GOAL OF THE EXERCISE
Retype the listing without any alteration.

MATERIAL FOR THE TASK

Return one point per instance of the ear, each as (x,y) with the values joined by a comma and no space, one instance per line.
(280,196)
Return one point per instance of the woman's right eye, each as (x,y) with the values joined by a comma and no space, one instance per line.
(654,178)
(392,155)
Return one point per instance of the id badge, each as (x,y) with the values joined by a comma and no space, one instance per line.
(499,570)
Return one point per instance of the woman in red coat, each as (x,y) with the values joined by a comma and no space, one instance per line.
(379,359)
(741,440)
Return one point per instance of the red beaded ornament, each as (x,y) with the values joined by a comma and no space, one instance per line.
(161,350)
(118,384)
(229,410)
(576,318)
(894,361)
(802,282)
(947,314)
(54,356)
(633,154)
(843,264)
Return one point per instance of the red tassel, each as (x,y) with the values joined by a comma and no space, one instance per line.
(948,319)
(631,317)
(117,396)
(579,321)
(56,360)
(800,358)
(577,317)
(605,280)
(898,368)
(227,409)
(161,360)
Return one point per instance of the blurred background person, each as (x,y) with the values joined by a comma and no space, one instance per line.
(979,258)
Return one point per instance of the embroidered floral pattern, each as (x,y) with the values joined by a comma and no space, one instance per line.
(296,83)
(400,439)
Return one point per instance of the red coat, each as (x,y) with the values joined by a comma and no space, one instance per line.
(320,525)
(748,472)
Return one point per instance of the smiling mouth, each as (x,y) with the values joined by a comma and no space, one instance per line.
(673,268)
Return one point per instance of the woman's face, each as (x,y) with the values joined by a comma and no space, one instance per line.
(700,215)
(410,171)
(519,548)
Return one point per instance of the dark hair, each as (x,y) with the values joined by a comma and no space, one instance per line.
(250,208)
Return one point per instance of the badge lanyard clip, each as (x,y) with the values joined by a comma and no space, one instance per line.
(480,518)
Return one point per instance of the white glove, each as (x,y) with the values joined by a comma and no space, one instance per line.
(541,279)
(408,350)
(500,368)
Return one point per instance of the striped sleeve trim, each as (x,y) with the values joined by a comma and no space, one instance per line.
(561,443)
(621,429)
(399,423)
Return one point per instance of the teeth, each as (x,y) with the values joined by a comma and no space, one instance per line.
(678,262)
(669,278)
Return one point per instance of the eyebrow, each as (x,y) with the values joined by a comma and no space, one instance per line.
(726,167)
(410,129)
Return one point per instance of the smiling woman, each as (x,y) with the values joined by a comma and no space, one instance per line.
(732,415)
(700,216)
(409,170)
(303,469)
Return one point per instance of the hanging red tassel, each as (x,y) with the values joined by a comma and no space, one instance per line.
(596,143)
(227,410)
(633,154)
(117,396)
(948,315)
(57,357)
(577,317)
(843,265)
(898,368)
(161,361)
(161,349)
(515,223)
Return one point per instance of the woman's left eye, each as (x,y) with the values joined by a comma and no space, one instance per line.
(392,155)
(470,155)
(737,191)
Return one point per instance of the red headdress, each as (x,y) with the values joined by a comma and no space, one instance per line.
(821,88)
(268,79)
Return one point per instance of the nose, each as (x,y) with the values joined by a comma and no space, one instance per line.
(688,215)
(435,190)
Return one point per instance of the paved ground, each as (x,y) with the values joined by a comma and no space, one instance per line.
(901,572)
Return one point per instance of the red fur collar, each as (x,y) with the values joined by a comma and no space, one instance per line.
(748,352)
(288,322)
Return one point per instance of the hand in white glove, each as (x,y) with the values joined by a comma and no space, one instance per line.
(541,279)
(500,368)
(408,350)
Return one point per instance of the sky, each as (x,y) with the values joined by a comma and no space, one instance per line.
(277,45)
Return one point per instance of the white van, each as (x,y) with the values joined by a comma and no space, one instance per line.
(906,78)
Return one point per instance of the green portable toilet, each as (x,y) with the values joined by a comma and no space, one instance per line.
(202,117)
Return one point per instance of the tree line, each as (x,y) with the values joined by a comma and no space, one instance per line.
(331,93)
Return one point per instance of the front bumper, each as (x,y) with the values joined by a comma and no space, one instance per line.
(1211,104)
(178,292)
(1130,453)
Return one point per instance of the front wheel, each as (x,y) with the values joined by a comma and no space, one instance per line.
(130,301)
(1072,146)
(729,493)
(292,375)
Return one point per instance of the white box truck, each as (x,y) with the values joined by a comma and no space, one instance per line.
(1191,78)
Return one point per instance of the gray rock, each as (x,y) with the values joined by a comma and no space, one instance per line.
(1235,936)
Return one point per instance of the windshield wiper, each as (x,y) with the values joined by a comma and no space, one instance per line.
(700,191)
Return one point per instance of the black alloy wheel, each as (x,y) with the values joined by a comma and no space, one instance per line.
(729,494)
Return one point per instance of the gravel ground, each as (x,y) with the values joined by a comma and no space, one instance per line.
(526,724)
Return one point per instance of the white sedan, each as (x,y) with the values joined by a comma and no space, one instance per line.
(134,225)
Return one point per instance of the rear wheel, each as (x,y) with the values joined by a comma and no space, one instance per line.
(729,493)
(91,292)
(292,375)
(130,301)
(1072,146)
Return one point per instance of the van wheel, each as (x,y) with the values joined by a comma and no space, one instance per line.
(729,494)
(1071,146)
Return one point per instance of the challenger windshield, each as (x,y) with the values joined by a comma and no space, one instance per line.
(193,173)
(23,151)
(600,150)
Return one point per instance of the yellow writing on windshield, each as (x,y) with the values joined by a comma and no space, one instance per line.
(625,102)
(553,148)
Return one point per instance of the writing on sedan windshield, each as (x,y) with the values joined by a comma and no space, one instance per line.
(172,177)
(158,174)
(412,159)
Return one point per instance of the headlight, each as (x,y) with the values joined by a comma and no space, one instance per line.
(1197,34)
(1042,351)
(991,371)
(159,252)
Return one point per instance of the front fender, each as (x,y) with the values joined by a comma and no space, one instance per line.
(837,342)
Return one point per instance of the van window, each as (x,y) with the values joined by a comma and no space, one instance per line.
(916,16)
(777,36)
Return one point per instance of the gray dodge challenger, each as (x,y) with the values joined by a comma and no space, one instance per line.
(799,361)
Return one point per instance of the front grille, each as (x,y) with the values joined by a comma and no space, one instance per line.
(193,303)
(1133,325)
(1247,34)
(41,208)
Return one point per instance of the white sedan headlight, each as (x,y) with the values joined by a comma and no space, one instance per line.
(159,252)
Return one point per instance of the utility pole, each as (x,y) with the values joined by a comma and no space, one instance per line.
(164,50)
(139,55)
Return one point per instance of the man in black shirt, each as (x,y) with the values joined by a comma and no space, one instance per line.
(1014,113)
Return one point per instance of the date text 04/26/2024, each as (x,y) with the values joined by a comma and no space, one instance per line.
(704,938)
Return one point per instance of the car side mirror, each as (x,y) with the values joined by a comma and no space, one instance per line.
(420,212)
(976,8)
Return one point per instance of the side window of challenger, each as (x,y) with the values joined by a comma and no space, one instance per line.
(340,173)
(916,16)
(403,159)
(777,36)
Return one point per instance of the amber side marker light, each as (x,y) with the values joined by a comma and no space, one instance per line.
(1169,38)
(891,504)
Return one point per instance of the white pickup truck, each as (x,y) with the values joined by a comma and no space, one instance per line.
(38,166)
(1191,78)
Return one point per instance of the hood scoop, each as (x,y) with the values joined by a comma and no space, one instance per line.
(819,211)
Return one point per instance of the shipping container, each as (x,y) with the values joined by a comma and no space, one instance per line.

RESULT OF THIS TASK
Return one point per instance of the ear, each as (x,y) with the values joined by a comma and no space, one instance per line.
(280,196)
Return one point per instance of the woman's right eye, each as (x,y) with the values joined by a comma and no space, one instance per line.
(654,178)
(392,155)
Return one point per instance of the id badge, each as (x,y) with the values joined by a comma and no space, one instance per line.
(499,570)
Return one point per instance of the woman in red coat, each as (x,y) with the values joined by a comma and no space, one instance per line.
(379,359)
(741,440)
Return one point per instance of the red beaded ornament, each as (x,y) with the values joined by a comma and no space, one instance per line.
(161,350)
(118,384)
(229,410)
(576,318)
(894,361)
(802,282)
(947,314)
(54,356)
(633,154)
(843,264)
Return one point per instance of the red tassel, each as (x,y) with the values joined by a comma and no space, one instance per line.
(948,319)
(631,317)
(117,396)
(579,321)
(56,360)
(800,358)
(577,317)
(605,280)
(898,368)
(227,409)
(161,360)
Return one point per instance of the blurred background person, each as (x,y) with the values joined by a comma and no space, one instance per line.
(979,258)
Return one point per instance of the embroidered floral pattern, each as (x,y) with the values joined by a comma and no space, one instance per line.
(296,83)
(400,439)
Return one point per instance of the red coat, each as (x,y) with the values joined by a comma and no space, one instance per line.
(320,525)
(748,472)
Return one point per instance of the smiling mouth, each as (x,y) with the values joined by a comma and no space, one instance per line.
(673,268)
Return one point per instance of the woman's face, each as (x,y) with the values joined by a comma and no space, one instance per line.
(700,215)
(410,171)
(519,548)
Return one point per instance of the dark hair, each as (x,y) with the values joined by a comma and no space, one instance per line.
(250,208)
Return one point per instance of the badge lanyard clip, each as (x,y) with the values joined by a comma and no space, one instance per line.
(480,518)
Return one point per instance of the white glove, each as (x,y) with the values joined by a comma and no space, one instance per line.
(541,279)
(408,350)
(500,368)
Return one point per instance of the striped sleeve trim, each as (x,y) with the values joined by a comma and no space, one instance per line.
(561,443)
(621,429)
(399,423)
Return one point per instance of the teeth, each as (x,y) with the values joined by a comma and no space, one instance per line.
(678,262)
(669,278)
Return one point per instance of the eyebrow, each as (x,y) with the values joined by a comma and no space, one instance per line.
(726,167)
(410,129)
Return one point per instance of the smiling woman, each as (x,y) with the values joined by a comma and no space, one instance per line.
(732,415)
(700,216)
(409,170)
(303,469)
Return one point per instance of the hanging red tassel, each as (x,y) with the values joined by a comma and no space, one instance per line.
(596,143)
(227,410)
(633,154)
(117,396)
(948,315)
(57,357)
(577,317)
(843,265)
(898,368)
(161,361)
(161,349)
(515,223)
Return one point per instance of the woman's left eye, each as (x,y) with the values joined by a comma and no space, one instance per line.
(392,155)
(470,155)
(737,191)
Return one point per instance of the red headdress, each as (x,y) with the values joined by a comma and no space, one instance per line.
(821,88)
(268,79)
Return one point per instance of the nose, each as (x,y) with the values joined by a comma and no space, one instance per line.
(688,215)
(435,190)
Return one point per instance of the paved ground, each as (x,y) with the values joined by a comma and no space, one instance per line.
(901,572)
Return one point per instance of the red fur collar, each as (x,y) with the values joined by a comma and no space, one instance per line.
(748,352)
(288,322)
Return one point per instance of the hand in white glove, each as (x,y) with the values joined by a comma and no space, one instance per line.
(541,279)
(500,368)
(408,350)
Return one point per instance of the sky, each as (x,y) with the values joined by a comma and no space, one instance per line.
(277,45)
Return one point per instance of the white van, each as (x,y) with the values joined by a comma and no space, one instance per line.
(906,78)
Return one point per instance of the green portable toilet, each as (x,y) with the values joined by a comma and no space, one instance per line.
(202,117)
Return one point per instance of the tree line, each as (x,y) with the values joined by a comma and no space, one instance per line.
(331,93)
Return one point per instance of the front bumper, each as (x,y) with the values joined by a comma and no space, one instance per line.
(1211,104)
(178,292)
(1130,453)
Return one point per instance of the front wheel, each as (x,y) with the values joined by a comma and no space, one instance per line.
(130,301)
(1072,146)
(729,493)
(292,375)
Return one point per instance of the white box truck, each as (x,y) with the values joined by a comma and no space, one instance per line.
(1191,78)
Return one point per instance of the gray rock, each as (x,y) with the values joined by a comma and no space, one instance per line.
(1235,936)
Return one point per instance of the windshield wiper, each as (x,y) with the values joined by a comma and no space, one instance per line.
(700,191)
Return one point per instance of the black alloy wheel, each as (x,y) with the values joined by a comma and no space, one instance per line.
(729,494)
Return one point per instance of the gravel ground, each as (x,y) with the values joined by a comma and no space, one instance per line.
(526,724)
Return one point per instance of the white sedan, each as (x,y) with the values joined by a comma and no space, one instance per line.
(134,225)
Return one point per instance of the rear wheel, each as (x,y) with the values joined by a comma and no space, one instance per line.
(729,493)
(91,292)
(292,375)
(130,301)
(1072,146)
Return one point per instance of the van wheel, each as (x,y) with the values joined by a comma and no space, one instance per line.
(729,494)
(1071,146)
Return one point per instance of the challenger windshield, each as (x,y) with the values joined by a comma and no space, one instance per line.
(193,173)
(23,151)
(600,150)
Return one point per instance of the yellow writing on windshield, each as (x,y) with the values joined by a comma and no space, one instance per line.
(625,102)
(553,148)
Return one point per instance of the writing on sedan windshield, each as (x,y) with the values joined by a comma and no space, one instance per line.
(172,177)
(158,174)
(412,159)
Return one point per instance of the headlight, each as (x,y) with the values joined by a comma and no space, one instance per line.
(1197,34)
(1042,351)
(991,371)
(159,252)
Return one point per instance of the front fender, each as (x,y) with the values joined by a comma and no space, one instance per line.
(837,342)
Return one point per instance of the van window, each as (x,y) with the values joined by a comma and no space, one instance per line.
(916,16)
(777,36)
Return one point per instance of the gray dodge challenger, each as (x,y) with the values joined by a comma and no space, one instance per line.
(799,361)
Return one point per instance of the front grille, each as (x,y) with the values joined by a comma and no space, one instance per line.
(193,303)
(1133,325)
(1247,34)
(41,208)
Return one point per instance of the white sedan headlight, each as (x,y) with the values joined by a comma and no space, one instance per line.
(159,252)
Return one point per instance of the utility pole, each as (x,y) with the values joined by a comma and no space, one instance per line.
(164,50)
(139,55)
Return one point per instance of the man in black shirt, each as (x,y) with the values joined by a comma and no space, one instance per line.
(1014,113)
Return one point per instance of the date text 04/26/2024, each as (x,y) with the values joined by a comma and no space, one instance per line.
(704,938)
Return one point per instance of the car side mirror, each as (x,y) with the values joined by a comma and no space, one instance per line.
(420,212)
(976,8)
Return one point per instance of the side window of challenger, each as (x,y) with the values joined by a comma and no space, one instance per line.
(340,173)
(916,16)
(403,159)
(777,36)
Return one point per instance of the amber side marker light, each as (x,y) with the values joined by a comma and no space, one instance per line.
(1169,38)
(891,504)
Return one point per instance of the white pickup truck, each as (x,y) with the values joined by a comma and no space, one instance per line.
(38,166)
(1191,78)
Return one point per instance of the hood scoop, each as (x,y) with the values joined by a comma and no space, one instance per line.
(819,211)
Return one point per instance of the shipping container, each as (x,y) with the values joined by a comma and no space, one instance per line.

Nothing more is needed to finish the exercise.